YOUR TASK: Pictures excluded, copy word for word the lines from the one holding "red berry cluster" through the last line below.
* start RECORDS TO PROCESS *
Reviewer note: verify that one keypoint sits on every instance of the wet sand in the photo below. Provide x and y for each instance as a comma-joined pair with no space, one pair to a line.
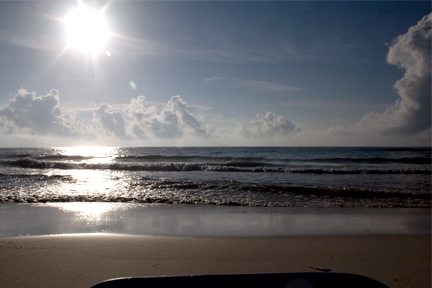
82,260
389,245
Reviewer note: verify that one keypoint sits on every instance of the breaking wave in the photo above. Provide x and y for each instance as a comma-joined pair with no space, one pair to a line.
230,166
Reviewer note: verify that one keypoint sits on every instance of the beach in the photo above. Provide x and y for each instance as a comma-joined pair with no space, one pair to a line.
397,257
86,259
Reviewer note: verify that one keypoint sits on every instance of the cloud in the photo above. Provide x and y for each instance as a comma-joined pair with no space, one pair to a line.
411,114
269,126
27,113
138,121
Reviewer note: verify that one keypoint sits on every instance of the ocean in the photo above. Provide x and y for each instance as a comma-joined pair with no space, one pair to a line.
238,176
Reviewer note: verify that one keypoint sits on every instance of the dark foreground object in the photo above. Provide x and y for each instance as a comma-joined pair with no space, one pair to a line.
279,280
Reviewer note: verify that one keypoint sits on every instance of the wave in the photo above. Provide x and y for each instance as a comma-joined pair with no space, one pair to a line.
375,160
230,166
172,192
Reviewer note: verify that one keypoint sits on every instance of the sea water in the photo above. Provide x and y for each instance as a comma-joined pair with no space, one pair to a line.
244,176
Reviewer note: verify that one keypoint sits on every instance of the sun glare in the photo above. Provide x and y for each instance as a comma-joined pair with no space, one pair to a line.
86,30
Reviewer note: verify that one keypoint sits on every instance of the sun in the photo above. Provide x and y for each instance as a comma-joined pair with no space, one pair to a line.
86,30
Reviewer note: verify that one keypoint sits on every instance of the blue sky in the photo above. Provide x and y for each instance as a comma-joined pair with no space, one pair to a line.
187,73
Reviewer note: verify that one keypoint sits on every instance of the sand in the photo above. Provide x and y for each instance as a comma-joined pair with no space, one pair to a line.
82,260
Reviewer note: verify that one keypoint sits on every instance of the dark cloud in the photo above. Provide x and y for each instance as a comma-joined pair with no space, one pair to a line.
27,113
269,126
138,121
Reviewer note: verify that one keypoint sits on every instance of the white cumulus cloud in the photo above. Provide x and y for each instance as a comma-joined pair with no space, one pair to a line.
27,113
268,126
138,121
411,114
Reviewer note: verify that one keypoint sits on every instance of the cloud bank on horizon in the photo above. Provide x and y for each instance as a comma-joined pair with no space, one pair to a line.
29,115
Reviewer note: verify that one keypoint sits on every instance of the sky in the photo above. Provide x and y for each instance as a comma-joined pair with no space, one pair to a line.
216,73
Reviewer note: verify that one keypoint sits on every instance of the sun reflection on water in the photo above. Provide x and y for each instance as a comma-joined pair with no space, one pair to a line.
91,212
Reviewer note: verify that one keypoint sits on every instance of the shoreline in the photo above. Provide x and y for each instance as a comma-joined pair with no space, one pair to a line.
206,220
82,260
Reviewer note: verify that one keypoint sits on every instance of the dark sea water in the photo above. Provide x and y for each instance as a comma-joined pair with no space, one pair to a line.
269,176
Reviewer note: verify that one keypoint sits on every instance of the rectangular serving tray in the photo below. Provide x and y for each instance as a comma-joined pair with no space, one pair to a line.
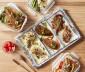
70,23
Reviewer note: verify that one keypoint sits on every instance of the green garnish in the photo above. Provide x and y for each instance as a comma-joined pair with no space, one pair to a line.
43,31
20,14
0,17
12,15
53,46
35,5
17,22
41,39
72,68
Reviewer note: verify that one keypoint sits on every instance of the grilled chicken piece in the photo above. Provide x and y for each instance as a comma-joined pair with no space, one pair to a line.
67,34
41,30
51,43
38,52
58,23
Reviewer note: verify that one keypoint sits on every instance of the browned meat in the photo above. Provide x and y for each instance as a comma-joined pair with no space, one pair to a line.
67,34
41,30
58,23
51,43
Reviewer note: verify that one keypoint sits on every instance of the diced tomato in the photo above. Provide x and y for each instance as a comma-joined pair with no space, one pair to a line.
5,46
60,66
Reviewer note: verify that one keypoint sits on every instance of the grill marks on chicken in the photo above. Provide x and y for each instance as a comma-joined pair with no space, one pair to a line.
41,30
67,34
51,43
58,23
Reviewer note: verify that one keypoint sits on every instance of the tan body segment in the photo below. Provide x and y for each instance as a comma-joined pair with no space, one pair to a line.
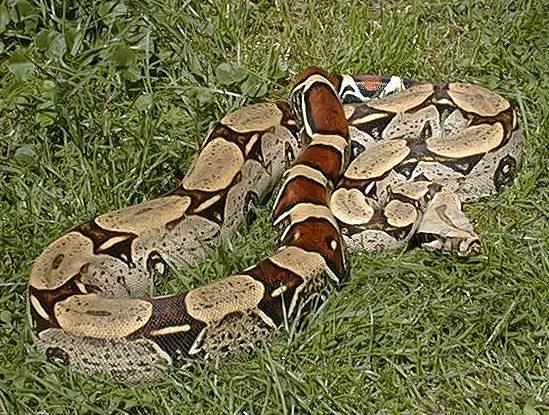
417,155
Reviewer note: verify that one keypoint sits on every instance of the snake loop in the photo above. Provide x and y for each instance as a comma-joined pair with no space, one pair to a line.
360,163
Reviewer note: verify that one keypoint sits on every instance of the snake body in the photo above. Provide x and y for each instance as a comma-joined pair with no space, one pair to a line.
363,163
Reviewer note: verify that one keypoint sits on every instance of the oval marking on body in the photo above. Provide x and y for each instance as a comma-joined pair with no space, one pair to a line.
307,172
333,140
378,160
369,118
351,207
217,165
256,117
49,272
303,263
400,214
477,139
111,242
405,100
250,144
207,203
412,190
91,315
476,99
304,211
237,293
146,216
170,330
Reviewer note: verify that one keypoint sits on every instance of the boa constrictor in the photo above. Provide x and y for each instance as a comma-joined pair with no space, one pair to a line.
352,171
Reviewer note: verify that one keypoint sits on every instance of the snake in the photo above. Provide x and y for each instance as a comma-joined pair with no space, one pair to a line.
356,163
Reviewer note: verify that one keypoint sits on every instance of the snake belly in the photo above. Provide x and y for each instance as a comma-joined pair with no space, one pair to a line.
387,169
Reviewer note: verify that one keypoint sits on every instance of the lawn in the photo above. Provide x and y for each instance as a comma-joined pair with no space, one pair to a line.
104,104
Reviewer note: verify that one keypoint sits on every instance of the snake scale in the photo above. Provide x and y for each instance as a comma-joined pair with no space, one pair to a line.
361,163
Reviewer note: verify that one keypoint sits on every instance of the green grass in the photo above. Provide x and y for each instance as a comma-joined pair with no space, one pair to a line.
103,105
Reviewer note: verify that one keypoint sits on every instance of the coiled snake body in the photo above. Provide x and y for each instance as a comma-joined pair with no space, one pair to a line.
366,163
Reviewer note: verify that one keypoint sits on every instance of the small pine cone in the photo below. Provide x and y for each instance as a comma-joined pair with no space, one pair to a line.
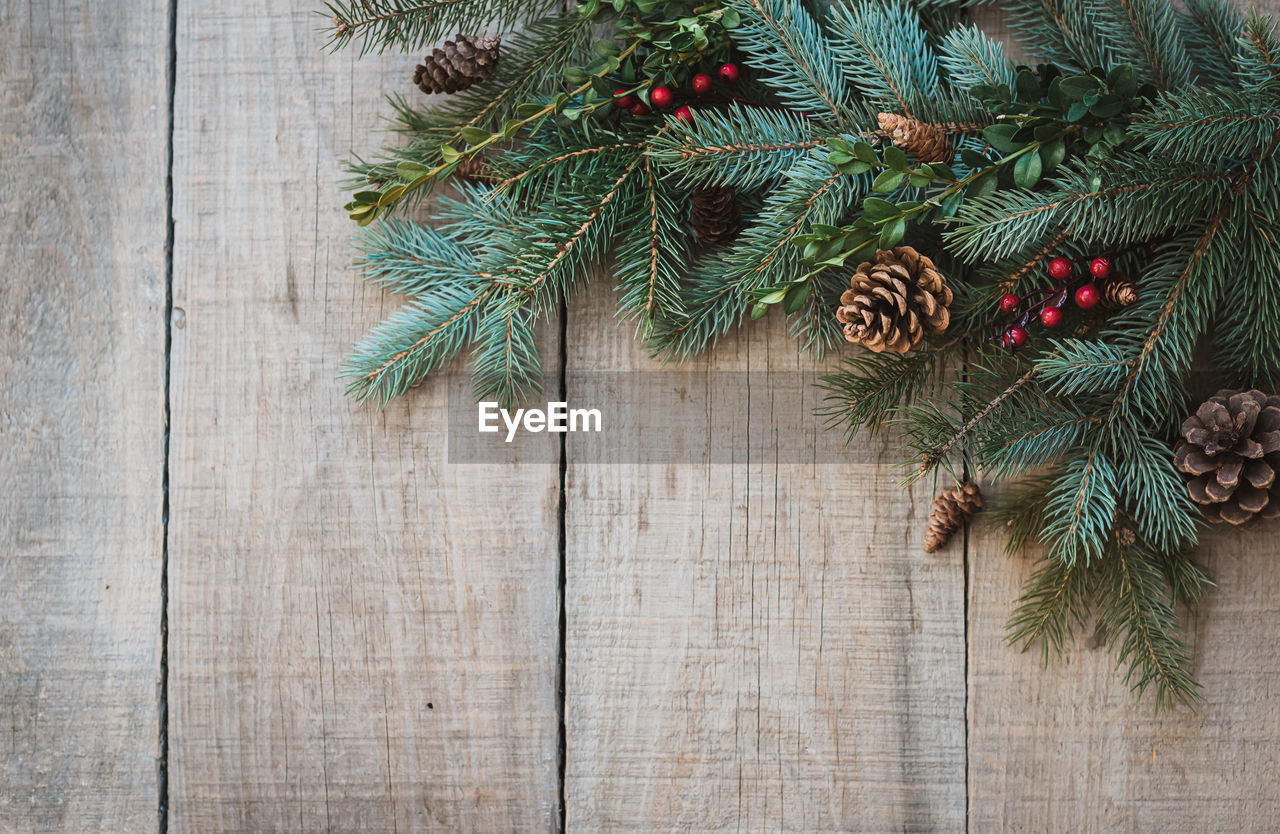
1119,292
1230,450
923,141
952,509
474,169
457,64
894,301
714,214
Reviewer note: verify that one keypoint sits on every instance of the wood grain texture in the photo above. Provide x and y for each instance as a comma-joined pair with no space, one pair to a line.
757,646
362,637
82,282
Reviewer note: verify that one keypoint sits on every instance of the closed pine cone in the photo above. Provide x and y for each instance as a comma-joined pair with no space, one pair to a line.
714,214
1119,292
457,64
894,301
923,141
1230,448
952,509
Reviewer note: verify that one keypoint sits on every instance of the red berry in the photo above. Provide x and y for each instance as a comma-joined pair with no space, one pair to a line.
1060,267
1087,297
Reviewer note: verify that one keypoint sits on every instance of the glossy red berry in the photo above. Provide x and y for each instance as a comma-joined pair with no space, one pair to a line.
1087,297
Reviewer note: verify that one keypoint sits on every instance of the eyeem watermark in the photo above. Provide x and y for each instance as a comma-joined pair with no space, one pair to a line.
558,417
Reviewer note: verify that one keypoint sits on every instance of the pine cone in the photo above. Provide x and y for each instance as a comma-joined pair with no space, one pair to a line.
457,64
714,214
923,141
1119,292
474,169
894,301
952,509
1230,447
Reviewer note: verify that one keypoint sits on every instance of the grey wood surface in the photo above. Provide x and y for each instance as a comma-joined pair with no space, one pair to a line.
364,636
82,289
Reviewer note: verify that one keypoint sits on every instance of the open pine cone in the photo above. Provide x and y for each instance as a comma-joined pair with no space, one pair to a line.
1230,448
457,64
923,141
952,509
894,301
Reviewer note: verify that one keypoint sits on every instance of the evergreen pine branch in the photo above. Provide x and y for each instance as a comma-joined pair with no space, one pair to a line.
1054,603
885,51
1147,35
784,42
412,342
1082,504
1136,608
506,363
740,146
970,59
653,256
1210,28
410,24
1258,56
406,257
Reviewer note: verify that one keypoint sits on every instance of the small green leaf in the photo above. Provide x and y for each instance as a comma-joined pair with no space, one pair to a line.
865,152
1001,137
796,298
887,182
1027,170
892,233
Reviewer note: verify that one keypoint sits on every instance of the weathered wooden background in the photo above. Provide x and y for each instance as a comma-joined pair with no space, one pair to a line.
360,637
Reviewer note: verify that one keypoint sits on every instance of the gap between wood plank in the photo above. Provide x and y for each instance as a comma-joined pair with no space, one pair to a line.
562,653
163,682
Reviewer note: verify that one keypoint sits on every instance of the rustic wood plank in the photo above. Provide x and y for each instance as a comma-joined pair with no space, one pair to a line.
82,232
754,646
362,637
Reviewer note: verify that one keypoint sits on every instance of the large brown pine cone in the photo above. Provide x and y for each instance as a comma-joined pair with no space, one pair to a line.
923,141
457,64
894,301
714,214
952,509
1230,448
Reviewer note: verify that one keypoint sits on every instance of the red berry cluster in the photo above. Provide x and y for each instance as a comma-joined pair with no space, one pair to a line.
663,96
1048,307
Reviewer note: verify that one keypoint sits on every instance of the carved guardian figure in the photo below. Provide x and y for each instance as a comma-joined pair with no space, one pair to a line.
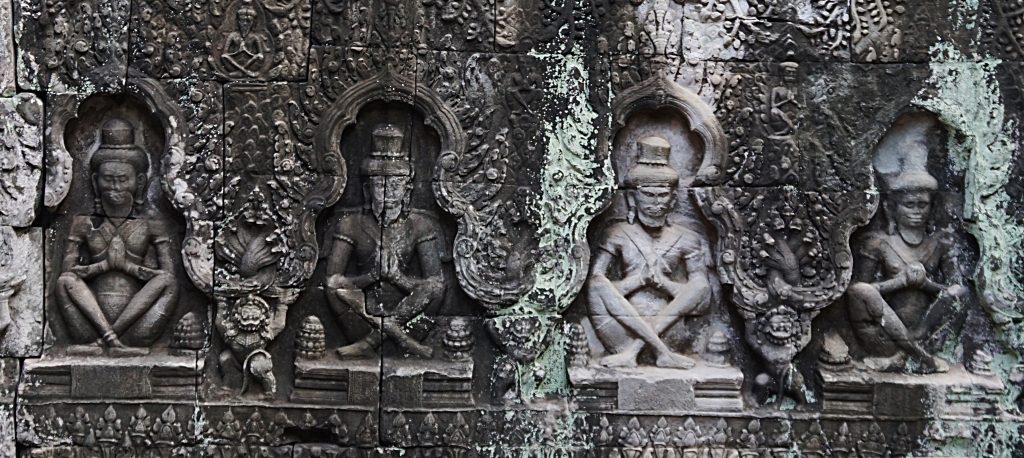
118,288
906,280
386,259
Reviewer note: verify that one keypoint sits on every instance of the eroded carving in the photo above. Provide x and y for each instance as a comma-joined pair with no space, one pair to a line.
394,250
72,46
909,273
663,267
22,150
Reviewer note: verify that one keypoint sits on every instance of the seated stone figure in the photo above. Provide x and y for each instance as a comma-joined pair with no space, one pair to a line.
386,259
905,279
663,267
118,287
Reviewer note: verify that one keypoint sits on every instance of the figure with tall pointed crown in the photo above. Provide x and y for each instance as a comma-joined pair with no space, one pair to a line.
* end RECORDS TO PROCESS *
SOLUTION TO THE EXERCISE:
Reviewer note: verify that one keypoint sits on every instance of the red berry cluster in the photo above. Provide x and y for each instance as a comma-joined pair with no space, one pair to a line.
663,96
1048,307
Reviewer note: verify that one keypoint sits on every instance of the carved guardian figure in the photo below. Provide x and y for each instance as a comma-joined pair with no space, one pair to a line.
118,288
906,280
386,259
Reviewer note: verify that one keypoint sits on every instance of the eroded carving in the photo above. Provide x and y for each instance as a comma-joined pair with no space, one pair to a line.
394,250
72,46
909,273
663,267
22,150
Reviewer note: verify that one keypoint sits on every instance of the seated stone figure in the photo above. Provide x and y for each instance as a comma-joined pair with no space, one pair to a line.
386,259
905,279
663,267
118,287
Reviewer note: verify that one keypoint sits on every instance of the figure with tall pointed crown in the photo above. Provide x and y for each instance as a comma-joined pair with no space, one pair to a line.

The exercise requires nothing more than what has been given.